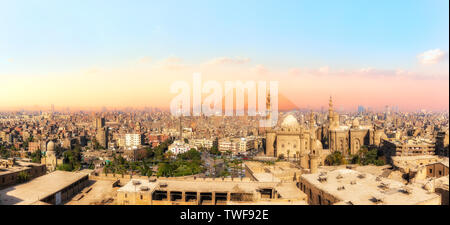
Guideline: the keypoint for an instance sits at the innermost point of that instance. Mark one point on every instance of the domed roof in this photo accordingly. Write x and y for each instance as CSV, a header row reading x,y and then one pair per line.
x,y
355,123
50,146
290,121
317,145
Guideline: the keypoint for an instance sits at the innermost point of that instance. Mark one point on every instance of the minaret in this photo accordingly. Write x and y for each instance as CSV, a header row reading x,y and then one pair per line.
x,y
181,126
268,108
330,109
270,134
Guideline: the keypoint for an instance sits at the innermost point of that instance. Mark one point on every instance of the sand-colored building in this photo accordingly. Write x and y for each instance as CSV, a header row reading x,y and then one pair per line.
x,y
350,187
207,191
54,188
10,171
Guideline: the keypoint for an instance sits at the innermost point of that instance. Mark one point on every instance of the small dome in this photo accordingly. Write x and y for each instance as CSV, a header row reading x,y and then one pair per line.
x,y
317,145
290,121
50,146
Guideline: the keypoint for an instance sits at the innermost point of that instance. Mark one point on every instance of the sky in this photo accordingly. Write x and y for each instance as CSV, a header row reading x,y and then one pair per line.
x,y
94,54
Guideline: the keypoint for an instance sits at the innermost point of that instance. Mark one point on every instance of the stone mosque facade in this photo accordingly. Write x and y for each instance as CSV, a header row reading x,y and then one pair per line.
x,y
50,158
305,142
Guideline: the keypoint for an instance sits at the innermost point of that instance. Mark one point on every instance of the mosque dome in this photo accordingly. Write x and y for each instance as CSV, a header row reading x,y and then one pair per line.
x,y
50,146
290,121
317,145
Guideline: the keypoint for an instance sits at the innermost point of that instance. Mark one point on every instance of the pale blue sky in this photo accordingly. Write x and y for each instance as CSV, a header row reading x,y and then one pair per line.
x,y
50,36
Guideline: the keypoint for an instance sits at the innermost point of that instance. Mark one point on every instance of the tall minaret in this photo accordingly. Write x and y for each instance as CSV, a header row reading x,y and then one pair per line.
x,y
181,126
330,109
268,107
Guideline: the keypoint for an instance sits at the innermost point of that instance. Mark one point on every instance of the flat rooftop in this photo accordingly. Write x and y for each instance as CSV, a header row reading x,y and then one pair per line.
x,y
39,188
286,190
364,188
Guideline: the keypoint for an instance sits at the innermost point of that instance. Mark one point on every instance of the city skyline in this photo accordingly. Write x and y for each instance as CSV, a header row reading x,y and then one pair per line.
x,y
361,53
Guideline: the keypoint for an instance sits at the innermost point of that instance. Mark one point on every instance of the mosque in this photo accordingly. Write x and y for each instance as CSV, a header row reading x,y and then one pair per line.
x,y
50,158
304,143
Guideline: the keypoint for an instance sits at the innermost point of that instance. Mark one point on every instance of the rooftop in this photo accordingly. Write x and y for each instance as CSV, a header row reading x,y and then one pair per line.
x,y
366,189
39,188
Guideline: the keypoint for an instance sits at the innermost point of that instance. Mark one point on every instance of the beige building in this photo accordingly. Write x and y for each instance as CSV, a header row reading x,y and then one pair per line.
x,y
54,188
207,191
350,187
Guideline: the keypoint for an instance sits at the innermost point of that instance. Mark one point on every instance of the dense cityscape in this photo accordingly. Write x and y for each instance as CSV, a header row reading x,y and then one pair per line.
x,y
152,157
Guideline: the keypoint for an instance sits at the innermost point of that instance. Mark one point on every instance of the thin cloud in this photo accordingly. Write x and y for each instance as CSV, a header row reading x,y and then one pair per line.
x,y
228,61
259,69
172,63
431,56
144,60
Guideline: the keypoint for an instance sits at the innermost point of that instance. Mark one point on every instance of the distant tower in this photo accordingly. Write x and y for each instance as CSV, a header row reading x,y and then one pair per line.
x,y
181,126
270,134
330,109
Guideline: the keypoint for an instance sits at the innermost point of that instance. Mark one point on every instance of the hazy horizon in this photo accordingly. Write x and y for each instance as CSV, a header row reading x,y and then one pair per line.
x,y
116,55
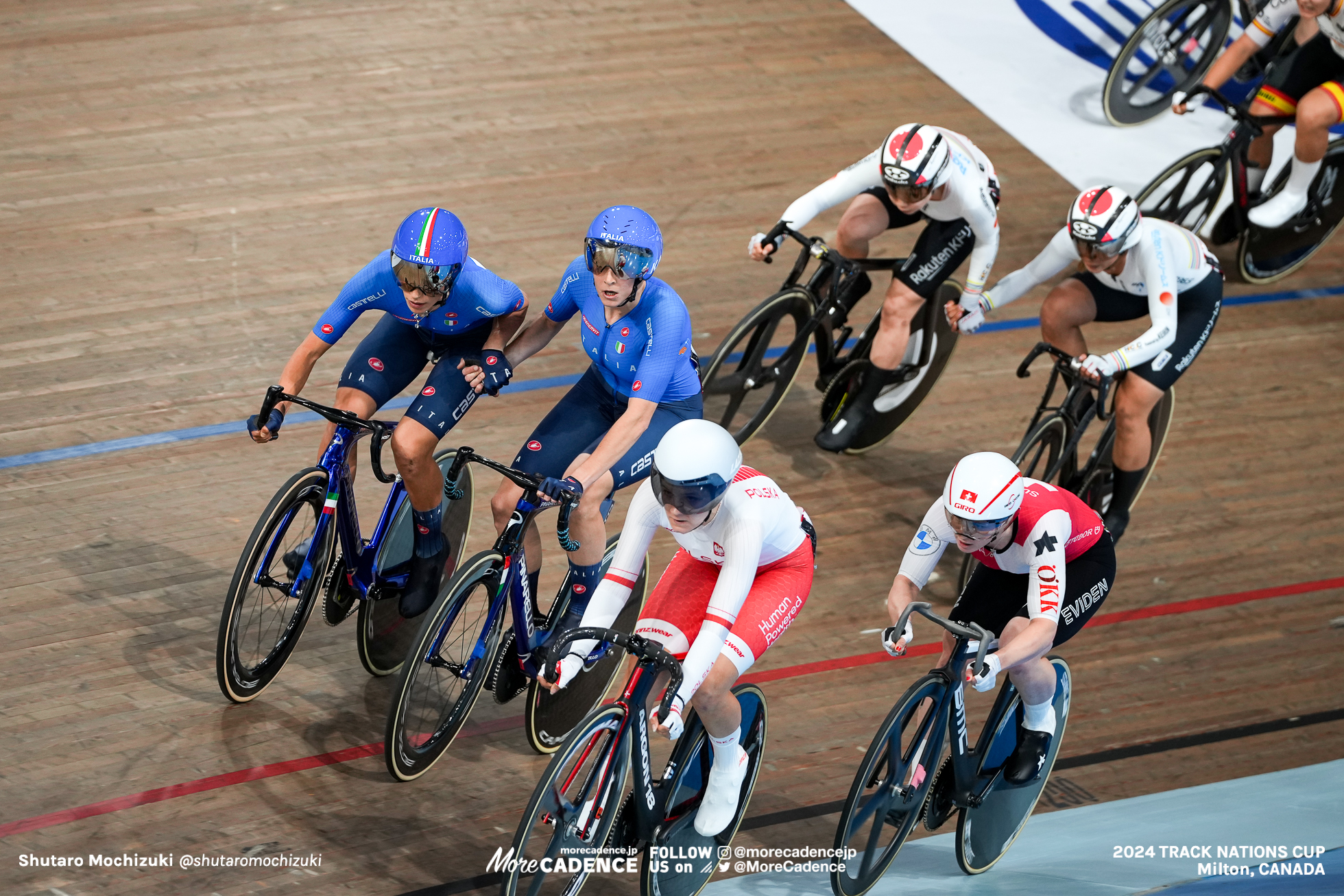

++++++++++++++++++++

Work item:
Print the full listing again exactly, and drop every image from it.

Reply:
Guideline: the keypoint for an instance sits at the innermost point of that instance. Mark one point on every instance of the domed roof in this photo accordingly. Write x and y for each instance as CSV, a header row reading x,y and then one pair per line.
x,y
355,123
50,146
290,121
317,145
Guideline: the keypoint for an instance sits at the innermost point of that instance. Mark one point on every instance of the minaret in this photo accordingly. Write x and y for each instance as CSV, a header row reading x,y and then one pair per line.
x,y
181,126
268,108
330,109
270,134
Guideline: the keypoint for an instance sits at the innermost point of that instance. Mark one point on every instance of the sand-colored building in this photo accordingly. Write x and y for each instance as CSV, a header row reading x,y and then one pair per line.
x,y
350,187
207,191
54,188
10,171
Guideline: the keypoint for an instance sits at the innermost point of that instance. Mark one point on every instance of the small dome in this photo accordingly. Write x and y for each instance as CSV, a header row reading x,y and then one pair per line.
x,y
317,145
290,121
50,146
Guideline: the keypoint for an instance sits at the innermost point of that instance. Mark one point on every instance of the sky in this photo accordingly. Write x and y for each instance as CSV, a header row reading x,y and then one pair per line.
x,y
94,54
Guideline: the keypoint for an instance sits at the innermost point of that instance. Mark one point on every instance of the stone mosque facade in this photo accordingly. Write x and y for each instance as CSV, a header row reading x,y and then one pair per line.
x,y
50,158
305,142
Guideline: the keypoint for an instance sits at the innermost point of that instance. Mark one point on every instance of the mosque dome in this photo accordingly. Write x and y for each instance as CSV, a header row reading x,y and then one pair per line.
x,y
50,146
290,121
317,145
Guideline: the keypoint for an instance sits at the innermost point of that instance. Mark one point on every instance of the pale blue sky in this photo accordingly. Write x and y for each instance as CSV, a header row reading x,y and then one pair per line.
x,y
50,36
Guideline: the keypoint for an instance sits at the innermost point of that instance. Mark one point on every instance of the tall minaret in this photo accordingly. Write x and y for each instance as CSV, a header row reading x,y and then one pair per line.
x,y
181,126
330,109
268,107
Guideline: the keypoint for an instance sits at the innermost point of that instance. Mark one point on every instance of the flat rooftop in this photo accordingly. Write x and y for each instance as CSV, a header row reading x,y and then one pair per line.
x,y
39,188
286,190
364,188
Guideline: the keypoint for an instance sits at the innermost point of that instance. Mark one point on every instance of the city skyline in this photo accordingly. Write x and y for each instance as CSV, a header row reading x,y and then one pair per line.
x,y
361,53
Guideline: the keypoint for an instance sits at the innermost point of that instance. Mark one point on every instance of the mosque in this photo accordingly. Write x and y for each instance as CSV, a header row reading x,y and then one pair per line.
x,y
50,158
304,143
Guideline: the keypoint for an instance sits at the innermost point of that instance. Mark one point on every instance of the rooftop in this photo accordingly. Write x and y for each instance as CSV, a header row reading x,y and then one pair per line.
x,y
366,189
39,188
Guideline: the keypoint for an instance sits at the innermost point of that instance. Mark one point on every instance of the beige building in this photo accordingly. Write x and y for each instance as CSV, a header row reading x,y and then one pair per line.
x,y
54,188
207,191
350,187
Guideline: the keypoint for an instance sits at the innermost point of that instance. Mark one point on every instance of the dense cityscape in this photo accordingly. Write x and y for each instance as CSV, a header row reading x,y and then one pair per line.
x,y
152,157
Guideline: the keypoint for an instance sits at the innermost point of that instance. Mark one point on every instance of the thin cloud in this photo accordingly. Write x and y for each instance as CSV, a header row reading x,y and then one pair per line.
x,y
228,61
259,69
172,63
431,56
144,60
Guideline: the keypoint for an instance sits at the innermost point of that instance. Mark one point on every instance of the distant tower in this photo accordingly. Write x and y for each instance as CSV, a header row reading x,y and then one pair per line.
x,y
181,126
270,134
330,109
Guideline: the keypoint for an instance sits at the innermost point of that instance. Mark one point on every instance of the hazy horizon in this photo accordingly. Write x and y for each instance as CSV, a header row reading x,y and then one pair per line.
x,y
116,55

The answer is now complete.